Start

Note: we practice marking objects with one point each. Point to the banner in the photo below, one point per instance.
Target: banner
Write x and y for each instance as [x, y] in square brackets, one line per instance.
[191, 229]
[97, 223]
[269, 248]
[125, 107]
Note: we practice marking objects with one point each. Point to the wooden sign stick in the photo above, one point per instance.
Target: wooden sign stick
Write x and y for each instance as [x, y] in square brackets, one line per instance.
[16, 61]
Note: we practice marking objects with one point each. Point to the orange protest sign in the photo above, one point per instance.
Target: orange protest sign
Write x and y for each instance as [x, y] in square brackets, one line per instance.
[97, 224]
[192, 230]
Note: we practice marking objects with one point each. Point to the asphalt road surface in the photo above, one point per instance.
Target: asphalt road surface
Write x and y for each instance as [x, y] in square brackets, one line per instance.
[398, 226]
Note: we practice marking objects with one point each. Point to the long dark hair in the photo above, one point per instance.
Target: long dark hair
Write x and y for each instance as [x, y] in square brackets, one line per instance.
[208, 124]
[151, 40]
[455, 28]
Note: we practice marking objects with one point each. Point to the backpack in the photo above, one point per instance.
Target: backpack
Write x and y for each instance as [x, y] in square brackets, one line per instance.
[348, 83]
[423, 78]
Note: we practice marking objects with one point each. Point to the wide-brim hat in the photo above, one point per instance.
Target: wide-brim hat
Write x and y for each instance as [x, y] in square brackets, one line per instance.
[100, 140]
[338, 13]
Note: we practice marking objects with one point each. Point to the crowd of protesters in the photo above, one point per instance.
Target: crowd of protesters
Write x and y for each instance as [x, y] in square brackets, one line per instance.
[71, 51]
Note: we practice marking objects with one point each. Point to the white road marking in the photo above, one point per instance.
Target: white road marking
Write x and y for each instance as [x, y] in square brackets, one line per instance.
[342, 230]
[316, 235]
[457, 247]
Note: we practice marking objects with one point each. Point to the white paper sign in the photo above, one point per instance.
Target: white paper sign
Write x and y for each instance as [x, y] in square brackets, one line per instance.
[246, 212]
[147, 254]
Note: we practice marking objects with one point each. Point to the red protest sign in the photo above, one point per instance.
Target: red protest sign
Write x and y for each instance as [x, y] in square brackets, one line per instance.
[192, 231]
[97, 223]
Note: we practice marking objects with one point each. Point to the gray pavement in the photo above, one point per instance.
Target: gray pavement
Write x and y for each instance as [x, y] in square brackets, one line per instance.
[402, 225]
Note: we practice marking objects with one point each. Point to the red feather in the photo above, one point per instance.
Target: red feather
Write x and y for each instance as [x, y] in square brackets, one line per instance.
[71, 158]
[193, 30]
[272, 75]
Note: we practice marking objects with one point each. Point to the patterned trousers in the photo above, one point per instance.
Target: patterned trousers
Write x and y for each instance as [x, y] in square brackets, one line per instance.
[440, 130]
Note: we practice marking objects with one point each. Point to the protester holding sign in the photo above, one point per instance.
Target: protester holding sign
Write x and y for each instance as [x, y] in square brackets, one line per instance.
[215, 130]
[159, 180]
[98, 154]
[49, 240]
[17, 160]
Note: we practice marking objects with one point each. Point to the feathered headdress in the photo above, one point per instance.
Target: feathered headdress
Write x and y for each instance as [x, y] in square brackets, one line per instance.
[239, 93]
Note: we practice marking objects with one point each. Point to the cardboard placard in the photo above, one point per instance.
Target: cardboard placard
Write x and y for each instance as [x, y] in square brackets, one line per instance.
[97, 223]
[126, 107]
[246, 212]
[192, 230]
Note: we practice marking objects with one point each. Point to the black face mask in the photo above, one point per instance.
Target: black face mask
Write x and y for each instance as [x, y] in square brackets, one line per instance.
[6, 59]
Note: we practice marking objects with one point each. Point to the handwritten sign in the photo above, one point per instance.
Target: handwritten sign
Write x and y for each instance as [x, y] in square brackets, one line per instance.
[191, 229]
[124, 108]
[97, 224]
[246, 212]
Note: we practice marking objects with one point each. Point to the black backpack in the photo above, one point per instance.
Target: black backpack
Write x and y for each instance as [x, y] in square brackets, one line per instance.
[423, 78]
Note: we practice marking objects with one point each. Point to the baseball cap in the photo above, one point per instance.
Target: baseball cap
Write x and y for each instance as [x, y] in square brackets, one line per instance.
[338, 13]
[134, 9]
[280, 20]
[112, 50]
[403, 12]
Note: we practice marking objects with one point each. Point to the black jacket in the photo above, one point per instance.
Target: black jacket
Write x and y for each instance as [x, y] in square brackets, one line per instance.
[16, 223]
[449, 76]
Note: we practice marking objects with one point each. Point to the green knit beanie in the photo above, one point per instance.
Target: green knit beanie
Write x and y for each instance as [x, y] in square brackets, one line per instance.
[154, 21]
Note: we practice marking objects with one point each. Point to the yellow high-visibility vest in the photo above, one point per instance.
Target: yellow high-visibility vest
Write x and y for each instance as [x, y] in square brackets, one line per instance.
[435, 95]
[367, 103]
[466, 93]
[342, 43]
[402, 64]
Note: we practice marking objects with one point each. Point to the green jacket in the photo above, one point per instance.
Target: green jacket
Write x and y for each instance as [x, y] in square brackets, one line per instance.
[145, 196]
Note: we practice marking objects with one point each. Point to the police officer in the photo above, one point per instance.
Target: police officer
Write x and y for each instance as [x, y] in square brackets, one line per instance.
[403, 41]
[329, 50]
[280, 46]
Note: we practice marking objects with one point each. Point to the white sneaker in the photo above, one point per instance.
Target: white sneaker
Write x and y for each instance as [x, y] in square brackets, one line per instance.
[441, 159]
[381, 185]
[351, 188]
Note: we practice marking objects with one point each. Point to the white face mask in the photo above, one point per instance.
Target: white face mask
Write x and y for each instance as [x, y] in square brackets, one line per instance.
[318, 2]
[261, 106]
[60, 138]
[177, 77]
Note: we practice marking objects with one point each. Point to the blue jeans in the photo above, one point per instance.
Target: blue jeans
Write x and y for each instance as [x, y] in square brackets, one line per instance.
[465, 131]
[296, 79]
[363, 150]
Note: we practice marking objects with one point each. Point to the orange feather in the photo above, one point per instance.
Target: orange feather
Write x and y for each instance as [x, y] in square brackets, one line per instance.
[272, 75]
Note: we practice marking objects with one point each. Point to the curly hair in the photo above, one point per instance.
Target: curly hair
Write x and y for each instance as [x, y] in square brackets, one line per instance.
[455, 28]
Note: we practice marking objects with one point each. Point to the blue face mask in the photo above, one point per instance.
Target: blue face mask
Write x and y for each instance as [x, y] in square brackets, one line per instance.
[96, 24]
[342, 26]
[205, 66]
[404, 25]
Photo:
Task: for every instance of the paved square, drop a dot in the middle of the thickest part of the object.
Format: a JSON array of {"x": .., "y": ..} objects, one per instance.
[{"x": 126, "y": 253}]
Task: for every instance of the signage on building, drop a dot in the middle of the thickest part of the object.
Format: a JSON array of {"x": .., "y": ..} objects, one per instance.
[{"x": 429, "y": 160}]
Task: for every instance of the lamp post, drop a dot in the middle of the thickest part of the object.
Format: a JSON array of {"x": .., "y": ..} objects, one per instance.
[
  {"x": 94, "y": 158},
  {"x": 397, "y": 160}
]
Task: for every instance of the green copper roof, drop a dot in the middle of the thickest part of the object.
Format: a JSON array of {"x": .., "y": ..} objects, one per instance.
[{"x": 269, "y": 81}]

End

SHORT PROBLEM =>
Write the listing out again, exactly as shown above.

FULL ANSWER =>
Note: we practice marking objects with one point each. Point to the banner in the photo below, one point per instance.
Target: banner
Write x and y for each instance as [x, y] in square brackets, one line per instance.
[191, 229]
[97, 223]
[269, 248]
[125, 107]
Note: we practice marking objects with one point each. Point to the wooden sign stick in the photo above, one point per instance.
Target: wooden sign stick
Write x and y for each instance as [x, y] in square brackets, one line per instance.
[16, 61]
Note: we practice marking objects with one point each. Point to the orange protest sign in the photo above, one point per instance.
Target: orange protest sign
Write x and y for each instance as [x, y] in square brackets, one line per instance.
[97, 224]
[192, 230]
Note: we practice marking objects with one point each. Point to the asphalt road surface in the photo above, one point per instance.
Target: asphalt road surface
Write x and y for each instance as [x, y] in square brackets, one line per instance.
[398, 226]
Note: we practice marking objects with one point each. Point to the long dark hair in the photo above, one point per instance.
Target: long dark hair
Write x and y for each instance as [x, y] in square brackets, one line per instance.
[208, 124]
[151, 40]
[455, 28]
Note: we practice marking objects with one point each. Point to the backpack in the photo above, one point per instance.
Target: backpack
Write x and y for each instance as [x, y] in square brackets, one line per instance.
[348, 83]
[423, 78]
Note: we practice marking objects with one point each. Point to the wide-brim hat in the photo above, one point per instance.
Target: wide-brim hat
Write x and y for each instance as [x, y] in square brackets, one line per instance.
[100, 140]
[338, 13]
Note: we practice marking objects with one point each. Point to the crowd of protesters in the photo above, one point per instance.
Target: crowd of protesters
Write x and y for each instance as [x, y] in square brackets, one line per instance.
[71, 51]
Note: we practice marking objects with one point each. Point to the white road marking in the photo above, one point per instance.
Target: white road marking
Write x and y for each instance as [x, y] in square brackets, one line per instance.
[342, 230]
[316, 235]
[457, 247]
Note: we practice marking objects with one point each. Point to the white paper sign in the photo above, one point per instance.
Target: white paper sign
Write x and y for each instance as [x, y] in square brackets, one line per instance.
[246, 212]
[147, 254]
Note: we practice marking objects with one point each. Point to the red protest sign in the photo above, one point per instance.
Target: red protest sign
Write x and y for each instance as [x, y] in square brackets, one line per instance.
[192, 231]
[97, 223]
Note: we practice marking objects with one point each. Point to the gray pavement in the photo above, one point per instance.
Target: gray pavement
Write x and y for each instance as [x, y] in square brackets, one line per instance.
[402, 225]
Note: we practice marking objects with one point each. Point to the red feather in the photo above, one point per instance.
Target: red feather
Write x and y for each instance as [x, y] in square brackets, one line per instance.
[71, 158]
[193, 30]
[272, 75]
Note: we practice marking objects with one point each. Point to the patterned trousers in the photo above, one point per instance.
Target: patterned trousers
Write x and y for each instance as [x, y] in square brackets, one line per instance.
[440, 130]
Note: we practice marking objects with one point each. Point to the protester holding sign in the photo above, one point per instance.
Target: protester holding sign
Write x and y for each instance as [x, y] in square brackets, one line per instance.
[215, 130]
[159, 180]
[98, 154]
[49, 240]
[17, 160]
Note: we practice marking objects with one point each. Point to the feathered headdress in the photo above, one point per instance.
Target: feathered headdress
Write x and y for each instance as [x, y] in square brackets, one line per instance.
[239, 93]
Note: we practice marking objects with one point each. Point to the cardboard placard in the photo above, one point per instance.
Target: cardboard placard
Write x and y for each instance as [x, y] in square brackets, one line per instance.
[97, 223]
[126, 107]
[246, 212]
[192, 230]
Note: we practice marking objects with one point each. Point to the black face mask in the photo above, one point per instance.
Target: black face mask
Write x and y for each instance as [x, y] in square brackets, one line per instance.
[6, 59]
Note: we practice marking objects with one point each. Point to the handwritten sign in the photo above, one point per instance.
Target: handwritten sign
Write x and y for each instance as [x, y] in square brackets, one line per instance.
[191, 229]
[124, 108]
[97, 224]
[246, 212]
Note: we practice marking objects with one point each. Point to the black backpack in the photo above, one point per instance.
Target: black backpack
Write x and y for each instance as [x, y] in square brackets, one line per instance.
[423, 78]
Note: we practice marking objects with one point each. Point to the baseball cap in the photo above, one point per instance.
Target: baseball cap
Write x and y for each instance as [x, y] in square brackets, one line per instance.
[338, 13]
[134, 9]
[280, 20]
[112, 50]
[403, 12]
Note: we practice marking objects with one point each. Point to the black jacket in the photo above, one point per instance.
Target: black jacket
Write x and y for each instance as [x, y] in square brackets, one line per instance.
[16, 223]
[449, 76]
Note: we practice marking objects with one point each. Point to the green knit beanie in the photo above, one point per instance.
Target: green knit beanie
Write x and y for each instance as [x, y] in square brackets, one line per instance.
[154, 21]
Note: we practice marking objects with one point each. Point to the yellow high-visibility vest in the photo above, one point per instance.
Target: yellow high-visibility vest
Write x and y for each instance as [x, y] in square brackets, one line per instance.
[435, 95]
[367, 103]
[466, 93]
[342, 43]
[402, 64]
Note: we practice marking objects with one point each. Point to the green jacket in the photo above, one point per instance.
Target: green jacket
Write x and y for each instance as [x, y] in square brackets, one line per instance.
[145, 196]
Note: we practice marking objects with one point each. Point to the police officer in the photo above, one point per instance.
Target: police officer
Write x and y for each instance as [x, y] in square brackets, one line per instance.
[403, 41]
[329, 50]
[280, 46]
Note: we practice marking objects with one point each. Point to the white sneaker in the photo above, one point per instance.
Target: white sneaker
Write x and y for each instance as [x, y] in square brackets, one line per instance.
[441, 159]
[381, 185]
[351, 188]
Note: we practice marking objects with one point each. Point to the white face mask in the photo above, one point per instance.
Target: white face mask
Write x and y for each instance as [x, y] in square brackets, one line per instance.
[318, 2]
[261, 106]
[60, 138]
[177, 77]
Note: we practice marking objects with one point each. Point to the blue jeans in the photo above, one point per instance.
Target: blue jeans
Write x and y for each instance as [x, y] in square brackets, one line per instance.
[465, 131]
[296, 79]
[363, 150]
Note: we practice marking objects with one point each. Point to the orange feather in the photo above, one point per instance.
Target: orange feather
Write x and y for each instance as [x, y] in square brackets, one line per instance.
[272, 75]
Note: we practice marking objects with one point each. Point to the curly hair in the photo above, one point per instance.
Target: curly hair
Write x and y for each instance as [x, y] in square brackets, one line per instance.
[455, 28]
Note: we practice marking objects with one point each. Point to the blue face mask in the photo above, one point per instance.
Target: blue face mask
Write x and y for each instance as [x, y] in square brackets, one line per instance.
[96, 24]
[342, 26]
[205, 66]
[404, 25]
Photo:
Task: for every instance of the paved square, drop a dot in the middle of the thickest part of the object.
Format: a JSON array of {"x": .., "y": ..} objects, one per instance.
[{"x": 126, "y": 253}]
Task: for every instance of the signage on building, drop a dot in the middle of the thickest part of the object.
Format: a JSON array of {"x": .., "y": ..} objects, one per instance.
[{"x": 429, "y": 160}]
Task: for every instance of the lamp post, drop a dot in the middle of the thickest part of the object.
Format: a JSON array of {"x": .., "y": ..} objects, one per instance.
[
  {"x": 94, "y": 158},
  {"x": 397, "y": 160}
]
Task: for every instance of the green copper roof, drop a dot in the middle of the thickest part of the object.
Format: a JSON array of {"x": .., "y": ..} objects, one per instance.
[{"x": 269, "y": 81}]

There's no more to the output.